◆ PAGE EXCERPT ◆
And that makes sense, right? I mean God showed up in her living room that morning and started sharing. And while we do not know what he was talking about that day, I can imagine it might not have been easy to hear. Maybe he is talking about something hard, something really hard, like about setting his face toward Jerusalem and what will happen there and she tries desperately to ignore that, ignore him.

Because when God shows up, and God always shows up so maybe I should be a little more clear….when we recognize God in our midst, sitting in our living room or knocking on our door as God does in today’s reading from Genesis….it is huge. It is a big thing and it can be as disconcerting and frightening as joyful and wonderful.

I mean, how human are these women? How relatable? When God shows up in their homes they do the things that we humans do when we are confronted with something wild and uncontrollable, something that asks more of us than we think we can handle…we hide in a corner and eaves drop like Sarah and laugh instead of cry when God speaks to our deepest desire and longing. When God asks us to do something hard or listen to a hard truth like ‘I am your friend and I am going to die but death will not have the last word’ we freak out and offer Christ a sandwich.

Because when God shows up we have to recognize that we are not the ones in control. And we can try to fit God into a box, try to double down on our own ideas of what Christ needs from us and forget to listen, to take a breath, to sit a minute.  And that is what Jesus is doing, I think, when he suggests Martha be more like Mary, Mary who is sitting and listening.

I do not think that means, though, that what Martha was doing was wrong. Hospitality was an essential part of the culture in which Jesus lived. We see this in the Genesis reading. We see that Abraham offers the best, or at least asks Sarah and his servant to offer the best, he can to God when God comes knocking. And that was culturally expected at the time these stories were written. These were hard places to live and hospitality was a matter of life and death.

◆ SUPPLIED DATA ◆
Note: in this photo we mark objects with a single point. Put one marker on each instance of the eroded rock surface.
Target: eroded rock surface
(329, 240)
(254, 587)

◆ EXERCISES ◆
[1] In the sermon excerpt, what does Abraham ask Sarah and his servant to do when God comes knocking?
[2] Explain why the sermon excerpt says Martha was not wrong to focus on serving Jesus.
[3] Please continue the sermon on Martha and Mary from its last sentence.

◆ ANSWERS TO EACH TASK ◆
[1] He asks them to offer God the best they can.

[2] Hospitality was an essential part of the culture Jesus lived in and was expected when these stories were written. People lived in hard places, so hospitality was a matter of life and death.

[3]
So it is worth saying what this Gospel text is not because it has been used badly over the years. This is not a text about women’s behavior. This is not a text that should be used to correct or scold those whose call it is to provide hospitality to others. It is not a blueprint for female discipleship. In fact, I might suggest there is no such thing as female disciples. Just like there are no female doctors or lawyers. There are simply disciples. And this is not a text that should dissuade us from working and offering hospitality to those who show up at our door.

But it is a text that should make us wonder who, ultimately, is offering that hospitality. Because I do not think it is us. In Genesis, while Abraham is ostensibly the host, God knows all about him and Sarah. God offers the one impossible thing to them, a child, and it is not because they provided him with a good meal it is because that is what God does.

And when Jesus whispers ‘Martha, Martha’ perhaps that is an invitation to her  and not a scolding, perhaps it is an invitation to all of us. To remember that we are God’s guests here, that Christ is our host and our hope and that it is not our job to take care of God but it is our job to be vulnerable enough to sit down at the feet of Christ and let him take care of us.

Near the end of the Genesis story God says “Is anything too wonderful for the Lord?” Old Testament scholar Walter Bruggemann suggests that this is not a rhetorical question. He says that it comes as a question because God is looking for an answer from Abraham and Sarah, God is looking for an answer from us. Brueggemann says this is the fundamental question of faith, can we really believe that God can do anything.

Answering yes is hard. Answering yes is stressful because it means you might end up serving dinner to Jesus or having a baby when you are 90 years old. Answering yes means believing that, with God’s help, the impossible is possible. Answering yes means believing that love is stronger than hate, believing that the arc of the moral universe bends toward justice no matter how dark things seem, and believing that death leads to new life.

Is anything too wonderful for the Lord?